*Objectif A*
Quels médias l'article sur la couverture de la disparition d'Émile crédite-t-il d'un nombre chiffré de contenus publiés en ligne ? Donnez chacun avec son chiffre.
*Objectif B*
Selon l'article sur la couverture de la disparition d'Émile, dans quel département le petit garçon a-t-il disparu ?

*Texte fourni*
....

Du petit Émile au petit Grégory, le retour des charognards ?

Élina Barbereau - - Complotismes - Déontologie - 28 commentaires

Un traitement médiatique qui en rappelle un autre

Un petit garçon de deux ans et demi disparait, le 8 juillet, dans les Alpes-de-Haute-Provence, et c'est une mécanique médiatique qui se réactive. Des médias nationaux aux médias régionaux, la disparition d'Émile nourrit les contenus web dans un feuilleton estival où l'absence d'éléments concrets laisse la place aux supputations, à la construction de personnages et aux récits imaginaires. On y croise des chats, des loups, de potentiels prédateurs et des coupables idéaux.

"Pendant plusieurs années, tout a été permis, ou presque, pour nourrir l'ogre médiatique", c'est ainsi que Daniel Schneidermann lançait l'émission d'Arrêt sur images, tournée en 2006, sur le traitement médiatique de l'affaire du petit Grégory, "Le petit Grégory et les charognards". Trente-neuf ans après l'assassinat de Grégory Villemin, depuis un mois, c'est la disparition d'Émile qui nourrit l'ogre médiatique. Les ingrédients de la mise en récit du fait divers demeurent. Mais de nouvelles méthodes sont apparues : après la chasse au scoop pour l'édition papier ou le journal du soir, place à la course aux clics afin de nourrir les plateformes.

Gaver l'ogre, curer le web

La course aux clics emporte tout en 2023. Et l'important, c'est la quantité, selon une recension d'Arrêt sur images réalisée par l'intermédiaire de Google. À ce jeu-là, BFMTV fait la course en tête avec 310 publications écrites ou vidéo sur le web depuis le premier jour de la disparition d'Émile il y a un mois. La chaîne est présente sur place, comme le Parisien qui, avec 40 articles en 32 jours, représente l'autre média national dévoilant régulièrement des éléments nouveaux. Dénicher des informations, ce n'est pas ce que fait le groupe de presse régionale La Dépêche, qui publie pourtant à grand volume. Sur le site de la Dépêche du Midi, on recense ainsi 120 contenus. Un autre quotidien régional du groupe, l'Indépendant, basé à Perpignan, propose 77 articles publiés lors des 32 premiers jours de la disparition d'Émile. Celle-ci a pourtant eu lieu hors de sa zone de couverture – comme de celle de la Dépêche du Midi d'ailleurs. À titre de comparaison, les médias régionaux couvrant la zone de la disparition, la Provence et le Dauphiné Libéré, ont publié sur internet respectivement 60 et 16 articles. Quant à l'audiovisuel public, on trouve 36 contenus sur le portail d'information de France Télévisions.

....

*Ensemble de lignes*

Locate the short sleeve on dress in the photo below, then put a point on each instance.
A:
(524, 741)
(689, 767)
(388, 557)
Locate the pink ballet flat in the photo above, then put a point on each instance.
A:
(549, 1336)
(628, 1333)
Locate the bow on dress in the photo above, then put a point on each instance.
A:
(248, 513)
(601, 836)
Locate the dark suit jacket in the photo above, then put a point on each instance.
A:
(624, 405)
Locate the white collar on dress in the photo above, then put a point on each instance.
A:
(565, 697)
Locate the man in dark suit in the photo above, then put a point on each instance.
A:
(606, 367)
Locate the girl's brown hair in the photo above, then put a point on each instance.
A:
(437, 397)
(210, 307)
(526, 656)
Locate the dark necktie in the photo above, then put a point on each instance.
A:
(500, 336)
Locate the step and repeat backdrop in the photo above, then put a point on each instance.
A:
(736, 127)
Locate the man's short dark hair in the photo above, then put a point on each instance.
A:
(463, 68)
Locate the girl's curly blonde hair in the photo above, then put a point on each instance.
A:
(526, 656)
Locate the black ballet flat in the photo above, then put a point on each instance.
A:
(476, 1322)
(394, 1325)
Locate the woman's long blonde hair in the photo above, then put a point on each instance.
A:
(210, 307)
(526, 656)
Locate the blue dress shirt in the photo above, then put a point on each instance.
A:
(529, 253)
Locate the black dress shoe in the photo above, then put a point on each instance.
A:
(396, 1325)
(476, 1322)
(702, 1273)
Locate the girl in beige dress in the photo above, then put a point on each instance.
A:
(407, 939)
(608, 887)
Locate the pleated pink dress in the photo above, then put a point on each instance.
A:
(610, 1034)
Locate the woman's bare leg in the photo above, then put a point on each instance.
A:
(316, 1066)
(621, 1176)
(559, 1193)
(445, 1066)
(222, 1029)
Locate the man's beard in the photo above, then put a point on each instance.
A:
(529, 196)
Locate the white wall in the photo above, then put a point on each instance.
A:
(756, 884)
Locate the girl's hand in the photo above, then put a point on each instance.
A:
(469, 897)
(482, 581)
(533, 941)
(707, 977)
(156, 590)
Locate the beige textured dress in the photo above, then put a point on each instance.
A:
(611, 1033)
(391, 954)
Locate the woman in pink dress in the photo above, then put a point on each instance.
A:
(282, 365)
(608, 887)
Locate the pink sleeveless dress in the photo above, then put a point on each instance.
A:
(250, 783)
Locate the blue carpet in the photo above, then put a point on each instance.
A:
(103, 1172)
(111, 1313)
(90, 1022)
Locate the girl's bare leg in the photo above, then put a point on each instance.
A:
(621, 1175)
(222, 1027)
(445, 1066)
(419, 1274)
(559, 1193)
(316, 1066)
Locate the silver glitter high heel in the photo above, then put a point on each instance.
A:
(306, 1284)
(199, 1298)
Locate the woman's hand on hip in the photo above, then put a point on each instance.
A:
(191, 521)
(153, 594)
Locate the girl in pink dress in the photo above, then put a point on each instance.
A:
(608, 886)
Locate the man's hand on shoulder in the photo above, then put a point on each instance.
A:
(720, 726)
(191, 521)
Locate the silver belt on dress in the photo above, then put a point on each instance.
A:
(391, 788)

....

*Réponse rédigée A*
- BFMTV : 310 publications écrites ou vidéo
- le Parisien : 40 articles
- la Dépêche du Midi : 120 contenus
- l'Indépendant : 77 articles
- la Provence : 60 articles
- le Dauphiné Libéré : 16 articles
- France Télévisions : 36 contenus

*Réponse rédigée B*
Dans les Alpes-de-Haute-Provence.